PROMPT 1
Return the passage from the article on the Falklands referendum, starting at "Was the Falklands" and ending at "and fair referendum.", copied word for word.

Was the Falklands referendum the most unanimous election ever?

Ayatollah Khomeini, Saddam Hussein and the Assads have all flirted with the 99 per cent electoral margin.

A 99 per cent level of support in a referendum would normally cause scepticism. Yet the 99.74 per cent result in favour of Britain in the Falkland Islands sovereignty referendum this month was welcomed by the British Prime Minister David Cameron who said “the Falkland Islanders have spoken so clearly about their future”. You can say he had good reason - this is probably the most overwhelming result in any free and fair referendum.

Cynicism about overwhelming votes is reflected in Clement Attlee’s quote “the referendum is a device of dictators and demagogues”, which is borne out by the frequent recourse of totalitarian regimes to plebiscites. Many such votes have stretched credulity by recording support for the regime in question in excess of 99 per cent. Perhaps most notable is the Nazi use of referendums. Probably influenced by the free 1935 vote in the Saarland, in which the German Saarlanders voted overwhelmingly to rejoin Germany, a vote across the whole country was held in 1936 to endorse the remilitarisation of the Rhineland. With the two airships Graf Zeppelin and Hindenburg touring up and down the country there was 100 per cent support. However, the ballot paper did not include an option to vote against, so this victory is reduced to only 98.80 per cent if you count as opponents the half a million brave people who cast blank ballots. It would be ironic to suggest that it was in the interests of fairness that the Nazis included the "No"  option on the Austrian Anschluss referendum ballot paper in 1938. The font and the box was much smaller in case anyone was confused about how they should vote. Nevertheless, the "Yes" vote only received 99.60 per cent support, 12,000 people voted against and almost 6,000 spoilt their papers. Nor was this the only way in which dissent was shown – striker Matthias Sindelar famously scored a winning goal for Austria in the supposedly friendly Anschluss football match against the German national side. Unsurprisingly he was mysteriously found dead shortly afterwards.

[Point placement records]
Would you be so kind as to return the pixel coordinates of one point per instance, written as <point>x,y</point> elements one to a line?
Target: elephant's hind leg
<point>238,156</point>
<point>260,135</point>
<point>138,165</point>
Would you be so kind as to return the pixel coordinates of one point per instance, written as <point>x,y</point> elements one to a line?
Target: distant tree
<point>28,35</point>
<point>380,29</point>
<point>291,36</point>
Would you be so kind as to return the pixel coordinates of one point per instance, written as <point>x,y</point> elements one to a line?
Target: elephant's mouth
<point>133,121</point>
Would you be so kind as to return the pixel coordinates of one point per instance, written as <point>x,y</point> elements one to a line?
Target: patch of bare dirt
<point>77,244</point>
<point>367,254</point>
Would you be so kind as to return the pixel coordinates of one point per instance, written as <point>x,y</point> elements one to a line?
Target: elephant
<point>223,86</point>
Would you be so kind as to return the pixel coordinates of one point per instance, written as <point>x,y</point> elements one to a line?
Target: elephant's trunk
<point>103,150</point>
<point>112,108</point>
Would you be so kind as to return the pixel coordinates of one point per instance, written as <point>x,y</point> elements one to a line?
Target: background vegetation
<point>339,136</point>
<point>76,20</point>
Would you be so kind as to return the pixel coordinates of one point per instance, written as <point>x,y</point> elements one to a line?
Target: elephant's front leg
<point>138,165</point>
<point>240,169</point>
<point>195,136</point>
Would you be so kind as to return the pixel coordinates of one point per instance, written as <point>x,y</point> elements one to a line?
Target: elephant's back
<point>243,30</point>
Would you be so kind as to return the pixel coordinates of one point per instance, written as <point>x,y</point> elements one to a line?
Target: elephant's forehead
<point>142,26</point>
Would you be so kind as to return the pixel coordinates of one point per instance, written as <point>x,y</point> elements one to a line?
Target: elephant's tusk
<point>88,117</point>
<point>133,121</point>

PROMPT 2
Rewrite each line of the point placement entries above as a JSON list of strings, one string per line, with blank lines omitted.

CORRECT ANSWER 1
Was the Falklands referendum the most unanimous election ever?

Ayatollah Khomeini, Saddam Hussein and the Assads have all flirted with the 99 per cent electoral margin.

A 99 per cent level of support in a referendum would normally cause scepticism. Yet the 99.74 per cent result in favour of Britain in the Falkland Islands sovereignty referendum this month was welcomed by the British Prime Minister David Cameron who said “the Falkland Islanders have spoken so clearly about their future”. You can say he had good reason - this is probably the most overwhelming result in any free and fair referendum.

CORRECT ANSWER 2
[
  "Would you be so kind as to return the pixel coordinates of one point per instance, written as <point>x,y</point> elements one to a line?",
  "Target: elephant's hind leg",
  "<point>238,156</point>",
  "<point>260,135</point>",
  "<point>138,165</point>",
  "Would you be so kind as to return the pixel coordinates of one point per instance, written as <point>x,y</point> elements one to a line?",
  "Target: distant tree",
  "<point>28,35</point>",
  "<point>380,29</point>",
  "<point>291,36</point>",
  "Would you be so kind as to return the pixel coordinates of one point per instance, written as <point>x,y</point> elements one to a line?",
  "Target: elephant's mouth",
  "<point>133,121</point>",
  "Would you be so kind as to return the pixel coordinates of one point per instance, written as <point>x,y</point> elements one to a line?",
  "Target: patch of bare dirt",
  "<point>77,244</point>",
  "<point>367,254</point>",
  "Would you be so kind as to return the pixel coordinates of one point per instance, written as <point>x,y</point> elements one to a line?",
  "Target: elephant",
  "<point>223,86</point>",
  "Would you be so kind as to return the pixel coordinates of one point per instance, written as <point>x,y</point> elements one to a line?",
  "Target: elephant's trunk",
  "<point>103,150</point>",
  "<point>112,108</point>",
  "Would you be so kind as to return the pixel coordinates of one point per instance, written as <point>x,y</point> elements one to a line?",
  "Target: background vegetation",
  "<point>339,136</point>",
  "<point>76,20</point>",
  "Would you be so kind as to return the pixel coordinates of one point per instance, written as <point>x,y</point> elements one to a line?",
  "Target: elephant's front leg",
  "<point>138,165</point>",
  "<point>240,169</point>",
  "<point>195,136</point>",
  "Would you be so kind as to return the pixel coordinates of one point per instance, written as <point>x,y</point> elements one to a line?",
  "Target: elephant's back",
  "<point>243,30</point>",
  "Would you be so kind as to return the pixel coordinates of one point per instance, written as <point>x,y</point> elements one to a line?",
  "Target: elephant's forehead",
  "<point>142,26</point>",
  "Would you be so kind as to return the pixel coordinates of one point per instance, written as <point>x,y</point> elements one to a line?",
  "Target: elephant's tusk",
  "<point>88,117</point>",
  "<point>133,121</point>"
]